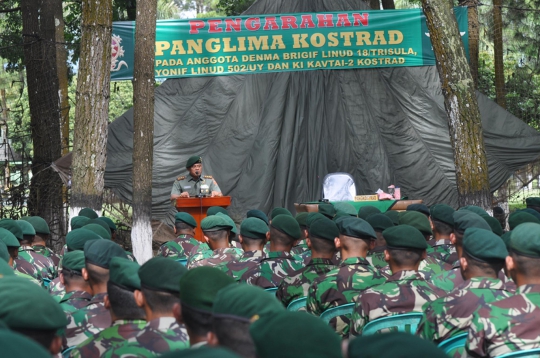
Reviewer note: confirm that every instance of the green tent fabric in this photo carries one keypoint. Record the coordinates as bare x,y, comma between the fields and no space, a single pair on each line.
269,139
* * *
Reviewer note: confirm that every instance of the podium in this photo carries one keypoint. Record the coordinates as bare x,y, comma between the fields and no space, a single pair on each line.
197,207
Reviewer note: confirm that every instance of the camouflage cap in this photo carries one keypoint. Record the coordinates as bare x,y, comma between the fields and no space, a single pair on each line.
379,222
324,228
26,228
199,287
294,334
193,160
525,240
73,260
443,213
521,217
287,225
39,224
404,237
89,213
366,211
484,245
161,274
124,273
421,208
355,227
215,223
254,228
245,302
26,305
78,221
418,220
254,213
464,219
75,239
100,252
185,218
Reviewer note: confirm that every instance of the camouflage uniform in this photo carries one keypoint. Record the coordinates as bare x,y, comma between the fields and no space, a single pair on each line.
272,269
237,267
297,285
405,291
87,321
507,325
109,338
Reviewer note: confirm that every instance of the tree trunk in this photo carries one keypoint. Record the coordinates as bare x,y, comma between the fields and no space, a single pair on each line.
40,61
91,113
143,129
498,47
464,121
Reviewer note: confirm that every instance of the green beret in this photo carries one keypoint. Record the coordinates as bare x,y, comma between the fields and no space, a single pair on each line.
--
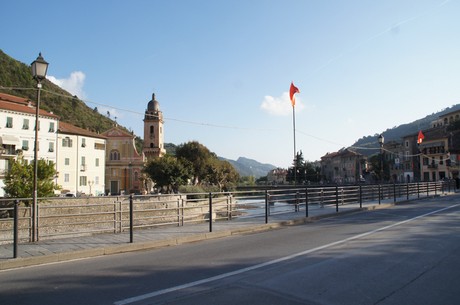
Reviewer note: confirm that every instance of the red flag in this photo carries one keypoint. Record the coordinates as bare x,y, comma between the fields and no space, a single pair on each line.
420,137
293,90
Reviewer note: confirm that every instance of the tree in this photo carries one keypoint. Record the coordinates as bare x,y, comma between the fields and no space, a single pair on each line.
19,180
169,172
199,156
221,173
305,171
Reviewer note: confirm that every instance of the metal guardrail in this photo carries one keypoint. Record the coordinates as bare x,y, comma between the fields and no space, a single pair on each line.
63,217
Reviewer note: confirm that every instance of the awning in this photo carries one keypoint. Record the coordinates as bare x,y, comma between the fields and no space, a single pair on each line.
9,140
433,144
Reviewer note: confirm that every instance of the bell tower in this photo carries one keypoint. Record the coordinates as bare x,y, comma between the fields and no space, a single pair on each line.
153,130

**TASK STATEMENT:** Please transcribe only the lines in the records above running from the line that has "Reviewer note: confirm that every instance of the tree trunk" through the line that has "Reviewer note: confirm that every instance of the green beret", both included, exactly as they appear.

**OUTPUT FOR THIS EXERCISE:**
Reviewer note: confirm that every instance of the tree trunk in this photo carries one keypoint. Record the coordinates as bare x,y, comma between the fields and no space, a single pair on each line.
40,61
91,113
143,129
498,47
464,121
Reviewer note: confirm that every instance of the green beret in this photo carries one keypoint. Record the coordinates as bare x,y, comma between the fields and no space, a single pair on each line.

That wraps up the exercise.